-- THE INPUT follows --

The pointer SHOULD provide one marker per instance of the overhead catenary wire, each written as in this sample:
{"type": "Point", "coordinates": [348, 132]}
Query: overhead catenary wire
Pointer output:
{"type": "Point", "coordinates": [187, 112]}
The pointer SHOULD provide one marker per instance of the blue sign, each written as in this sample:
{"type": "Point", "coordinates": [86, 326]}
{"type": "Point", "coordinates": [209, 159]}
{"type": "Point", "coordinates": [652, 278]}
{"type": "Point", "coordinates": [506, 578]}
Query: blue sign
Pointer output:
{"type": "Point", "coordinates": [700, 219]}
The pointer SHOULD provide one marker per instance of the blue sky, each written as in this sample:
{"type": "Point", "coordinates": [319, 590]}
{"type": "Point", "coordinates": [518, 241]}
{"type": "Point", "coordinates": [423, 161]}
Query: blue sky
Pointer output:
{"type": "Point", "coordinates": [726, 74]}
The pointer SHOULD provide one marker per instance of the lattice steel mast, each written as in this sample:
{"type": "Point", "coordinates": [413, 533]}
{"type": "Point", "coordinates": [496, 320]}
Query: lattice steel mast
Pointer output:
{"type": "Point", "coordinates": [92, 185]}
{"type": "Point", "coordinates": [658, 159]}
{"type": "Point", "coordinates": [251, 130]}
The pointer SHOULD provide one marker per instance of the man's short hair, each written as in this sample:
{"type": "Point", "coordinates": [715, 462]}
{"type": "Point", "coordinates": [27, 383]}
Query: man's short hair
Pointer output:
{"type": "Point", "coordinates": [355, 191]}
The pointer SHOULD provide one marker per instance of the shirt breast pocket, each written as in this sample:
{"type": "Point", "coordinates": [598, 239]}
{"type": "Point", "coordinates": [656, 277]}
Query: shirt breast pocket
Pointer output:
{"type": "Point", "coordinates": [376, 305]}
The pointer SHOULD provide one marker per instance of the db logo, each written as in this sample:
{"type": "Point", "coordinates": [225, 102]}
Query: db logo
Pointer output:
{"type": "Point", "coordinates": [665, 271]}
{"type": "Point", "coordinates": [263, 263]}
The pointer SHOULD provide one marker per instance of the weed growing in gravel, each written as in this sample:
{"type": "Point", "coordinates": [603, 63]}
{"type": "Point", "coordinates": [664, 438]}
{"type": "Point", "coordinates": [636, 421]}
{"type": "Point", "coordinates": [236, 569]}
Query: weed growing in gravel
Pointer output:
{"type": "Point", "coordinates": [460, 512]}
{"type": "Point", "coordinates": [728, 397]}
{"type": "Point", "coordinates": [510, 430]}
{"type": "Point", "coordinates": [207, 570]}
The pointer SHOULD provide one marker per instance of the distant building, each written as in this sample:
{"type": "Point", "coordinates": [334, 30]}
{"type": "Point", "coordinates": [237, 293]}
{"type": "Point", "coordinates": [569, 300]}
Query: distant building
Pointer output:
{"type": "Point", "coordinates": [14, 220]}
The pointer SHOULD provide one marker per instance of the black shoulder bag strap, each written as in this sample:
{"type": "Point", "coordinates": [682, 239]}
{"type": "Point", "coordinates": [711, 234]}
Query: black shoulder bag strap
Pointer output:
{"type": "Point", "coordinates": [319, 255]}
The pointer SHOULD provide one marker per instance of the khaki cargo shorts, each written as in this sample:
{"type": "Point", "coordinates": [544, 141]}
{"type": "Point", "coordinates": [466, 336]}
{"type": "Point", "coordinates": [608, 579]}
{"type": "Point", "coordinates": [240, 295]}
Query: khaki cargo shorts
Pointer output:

-- THE INPUT concluded --

**ABOUT THIS TASK:** Copy the records exactly.

**RESPONSE BOX:**
The pointer SHOULD provide one marker per instance of the overhead catenary wire, each written as in this sample:
{"type": "Point", "coordinates": [348, 132]}
Query: overhead catenary wire
Pointer output:
{"type": "Point", "coordinates": [187, 112]}
The pointer SHOULD provide one marker per instance of the blue sign, each written as in this sample:
{"type": "Point", "coordinates": [86, 326]}
{"type": "Point", "coordinates": [209, 159]}
{"type": "Point", "coordinates": [652, 278]}
{"type": "Point", "coordinates": [506, 578]}
Query: blue sign
Pointer output:
{"type": "Point", "coordinates": [700, 219]}
The pointer SHOULD provide one marker per instance of the blue sky, each written as in this sample:
{"type": "Point", "coordinates": [319, 590]}
{"type": "Point", "coordinates": [518, 241]}
{"type": "Point", "coordinates": [423, 161]}
Query: blue sky
Pointer output:
{"type": "Point", "coordinates": [726, 74]}
The pointer SHOULD provide one marker per instance of the lattice steel mast, each written as in this sample:
{"type": "Point", "coordinates": [413, 533]}
{"type": "Point", "coordinates": [496, 320]}
Query: lattice steel mast
Pointer output:
{"type": "Point", "coordinates": [92, 185]}
{"type": "Point", "coordinates": [658, 159]}
{"type": "Point", "coordinates": [251, 130]}
The pointer SHOULD provide one marker per instance of the man's short hair, each written as in this sample:
{"type": "Point", "coordinates": [715, 462]}
{"type": "Point", "coordinates": [27, 383]}
Query: man's short hair
Pointer output:
{"type": "Point", "coordinates": [355, 191]}
The pointer SHOULD provide one marker per instance of the shirt breast pocket, each written as in this sample:
{"type": "Point", "coordinates": [598, 239]}
{"type": "Point", "coordinates": [656, 277]}
Query: shirt breast pocket
Pointer output:
{"type": "Point", "coordinates": [376, 305]}
The pointer SHOULD provide one marker per instance of the db logo, each written as in this sample:
{"type": "Point", "coordinates": [225, 102]}
Query: db logo
Pointer output:
{"type": "Point", "coordinates": [665, 271]}
{"type": "Point", "coordinates": [263, 263]}
The pointer SHOULD provide one marker per instance of the weed growing in gravel, each written as in this sample:
{"type": "Point", "coordinates": [603, 63]}
{"type": "Point", "coordinates": [664, 438]}
{"type": "Point", "coordinates": [636, 421]}
{"type": "Point", "coordinates": [236, 569]}
Query: weed growing in gravel
Pointer output:
{"type": "Point", "coordinates": [460, 512]}
{"type": "Point", "coordinates": [728, 397]}
{"type": "Point", "coordinates": [510, 430]}
{"type": "Point", "coordinates": [207, 570]}
The pointer SHOULD provide one marker per instance of the distant building, each written as in this sample:
{"type": "Point", "coordinates": [334, 30]}
{"type": "Point", "coordinates": [237, 293]}
{"type": "Point", "coordinates": [569, 300]}
Query: distant building
Pointer output:
{"type": "Point", "coordinates": [14, 220]}
The pointer SHOULD provide one marker per instance of the black shoulder bag strap, each written as in this sample:
{"type": "Point", "coordinates": [682, 239]}
{"type": "Point", "coordinates": [711, 234]}
Query: black shoulder bag strap
Pointer output:
{"type": "Point", "coordinates": [319, 255]}
The pointer SHOULD provide one marker per instance of the khaki cargo shorts, each written as in this sample:
{"type": "Point", "coordinates": [544, 141]}
{"type": "Point", "coordinates": [466, 336]}
{"type": "Point", "coordinates": [608, 579]}
{"type": "Point", "coordinates": [240, 295]}
Query: khaki cargo shorts
Pointer output:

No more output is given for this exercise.